═══ Data supplied ═══

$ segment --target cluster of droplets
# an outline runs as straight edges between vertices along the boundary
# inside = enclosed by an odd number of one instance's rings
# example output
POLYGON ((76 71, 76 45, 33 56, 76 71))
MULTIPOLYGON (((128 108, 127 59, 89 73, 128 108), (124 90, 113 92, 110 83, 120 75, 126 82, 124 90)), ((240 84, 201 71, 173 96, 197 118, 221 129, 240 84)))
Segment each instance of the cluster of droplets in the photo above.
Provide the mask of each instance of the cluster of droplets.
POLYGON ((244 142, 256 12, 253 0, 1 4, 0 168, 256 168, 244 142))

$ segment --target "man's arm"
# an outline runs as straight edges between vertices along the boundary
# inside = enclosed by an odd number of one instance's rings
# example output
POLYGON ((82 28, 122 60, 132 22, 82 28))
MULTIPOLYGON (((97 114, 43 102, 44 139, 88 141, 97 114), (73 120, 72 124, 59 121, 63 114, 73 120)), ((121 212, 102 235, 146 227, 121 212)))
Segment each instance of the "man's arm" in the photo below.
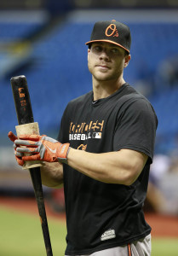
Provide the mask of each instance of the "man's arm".
MULTIPOLYGON (((20 137, 20 140, 14 141, 16 152, 31 153, 31 155, 22 156, 24 161, 37 160, 50 163, 65 162, 78 172, 104 183, 128 186, 132 184, 141 174, 148 158, 143 153, 130 149, 94 154, 69 148, 69 143, 61 144, 44 136, 21 135, 20 137)), ((58 185, 60 169, 58 169, 57 165, 54 166, 56 167, 55 171, 52 166, 51 169, 43 169, 44 184, 58 185)))
POLYGON ((70 166, 94 179, 108 183, 131 185, 141 174, 147 155, 130 149, 93 154, 71 148, 70 166))
POLYGON ((40 171, 43 185, 55 189, 61 187, 63 184, 62 164, 43 162, 40 171))

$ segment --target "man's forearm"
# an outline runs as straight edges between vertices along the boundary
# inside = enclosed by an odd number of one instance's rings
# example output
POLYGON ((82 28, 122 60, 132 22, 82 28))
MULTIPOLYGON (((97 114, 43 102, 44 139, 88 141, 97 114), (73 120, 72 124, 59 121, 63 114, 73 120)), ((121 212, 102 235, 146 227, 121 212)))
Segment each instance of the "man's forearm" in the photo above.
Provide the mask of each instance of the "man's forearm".
POLYGON ((104 183, 124 185, 135 181, 146 160, 146 154, 129 149, 93 154, 71 148, 67 156, 68 165, 83 174, 104 183))
POLYGON ((63 165, 58 162, 43 164, 40 167, 42 183, 51 188, 60 188, 63 183, 63 165))

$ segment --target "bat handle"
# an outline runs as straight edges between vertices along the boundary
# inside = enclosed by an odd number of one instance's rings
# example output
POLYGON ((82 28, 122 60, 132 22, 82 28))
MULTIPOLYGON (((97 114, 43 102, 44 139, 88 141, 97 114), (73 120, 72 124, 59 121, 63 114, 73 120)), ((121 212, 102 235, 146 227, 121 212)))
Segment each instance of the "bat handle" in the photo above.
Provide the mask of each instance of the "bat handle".
POLYGON ((31 178, 34 188, 36 201, 37 203, 37 208, 40 216, 42 230, 43 230, 43 239, 45 243, 46 253, 47 256, 53 256, 50 237, 49 233, 48 221, 46 217, 45 206, 44 206, 40 167, 34 167, 29 169, 29 171, 30 171, 31 178))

═══

The request ▸ Transcribe the records verbatim, from their first line through the line containing "Provide the mask of each instance of the cluster", with both of those lines included.

Correct response ▸
$ segment --target cluster of droplets
# an outline runs as straight edges between vertices along the boundary
# inside = enclosed by an odd number of one instance's rings
# example output
POLYGON ((76 71, 76 45, 33 56, 76 71))
MULTIPOLYGON (((128 108, 127 59, 89 73, 128 108), (124 90, 113 92, 110 83, 120 75, 126 82, 124 90)), ((240 84, 201 71, 173 96, 197 118, 221 129, 240 84)))
Segment each instance of the cluster of droplets in the photo above.
Provide the mask of each instance of the cluster of droplets.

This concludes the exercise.